> [KUTIPAN DOKUMEN]:
الْتَمِسُوْ مَا فِيْ الْعَشْرِ الأَوَاخِرِ فَإِنْ ضَعُفَ أَحَدُ كُمْ أَوْ عَجَزَ فَلاَ يُغْلَبَنَّ عَلَى السَّبْعِ الْبَوَاقِي

“Carilah di sepuluh hari terakhir, jika tidak mampu maka jangan sampai terluput tujuh hari sisanya” [4]

Ini menafsirkan sabdanya.

أَرَى رُؤْيَا كُمْ قَدْ تَوَاطَأَتْ فَمَنْ كَانَ مُتَحَرِّيَهَا فَلْيَتَحَرَّ هَا فيْ السَّبْعِ الأَوَاخِِرِ

“Aku melihat mimpi kalian telah terjadi, barangsiapa yang mencarinya carilah pada tujuh hari terakhir” [5]

Telah diketahui dalam sunnah, pemberitahuan ini ada karena perdebatan para sahabat. Dari Ubadah bin Shamit Radhiyallahu ‘anhu, ia berkata : Rasulullah Shallallahu ‘alaihi wa sallam ke luar pada malam Lailatul Qadar, ada dua orang sahabat berdebat, beliau bersabda : “Aku keluar untuk mengkhabarkan kepada kalian tentang malam Lailatul Qadar, tapi ada dua orang berdebat hingga tidak bisa lagi diketahui kapannya; mungkin ini lebih baik bagi kalian, carilah di malam 29. 27. 25 (dan dalam riwayat lain : tujuh, sembilan dan lima)” [6]

Telah banyak hadits yang mengisyaratkan bahwa malam Lailatul Qadar itu pada sepuluh hari terakhir, yang lainnya menegaskan, di malam ganjil sepuluh hari terakhir. Hadits yang pertama sifatnya umum sedang hadits kedua adalah khusus, maka riwayat yang khusus lebih diutamakan dari pada yang umum, dan telah banyak hadits yang lebih menerangkan bahwa malam Lailatul Qadar itu ada pada tujuh hari terakhir bulan Ramadhan, tetapi ini dibatasi kalau tidak mampu dan lemah, tidak ada masalah, dengan ini cocoklah hadits-hadits tersebut tidak saling bertentangan, bahkan bersatu tidak terpisah.

Kesimpulannya.
Jika seorang muslim mencari malam lailatul Qadar carilah pada malam ganjil sepuluh hari terakhir : 21, 23,25,27 dan 29. Kalau lemah dan tidak mampu mencari pada sepuluh hari terakhir, maka carilah pada malam ganjil tujuh hari terakhir yaitu 25,27 dan 29. Wallahu ‘alam

3. Bagaimana Mencari Malam Lailatul Qadar.?

> [CUPLIKAN MATERI]:
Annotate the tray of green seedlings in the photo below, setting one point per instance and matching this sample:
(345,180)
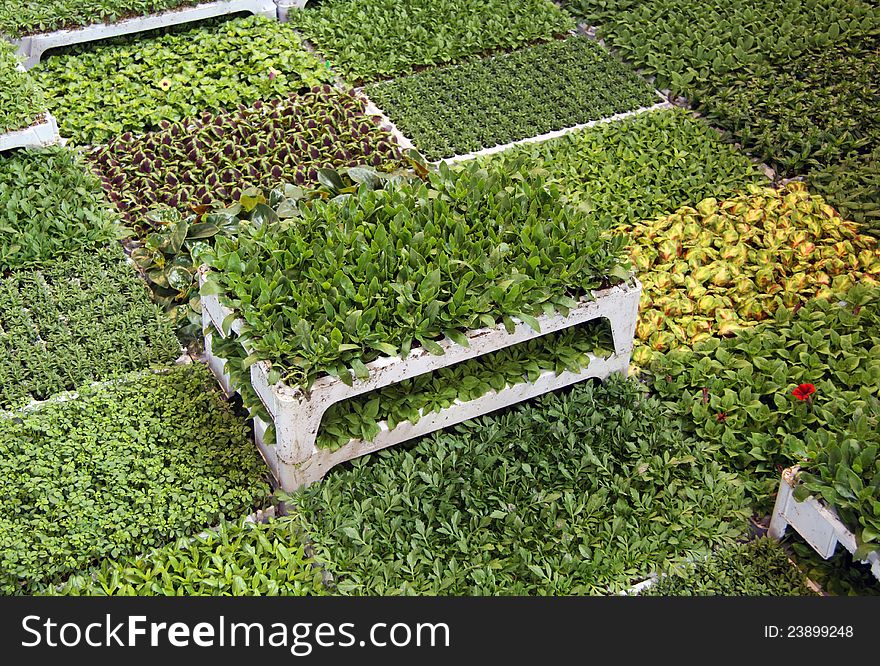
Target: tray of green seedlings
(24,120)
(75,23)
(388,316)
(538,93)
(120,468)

> [INSTRUKSI TERTULIS]:
Menurut kutipan dokumen tentang malam Lailatul Qadar, pada malam-malam mana orang yang lemah dan tidak mampu mencari di sepuluh hari terakhir sebaiknya mencarinya? Jawablah hanya dengan berpegang pada kutipan dokumen.

> [JAWABAN BENAR]:
Pada malam ganjil tujuh hari terakhir, yaitu malam 25, 27, dan 29.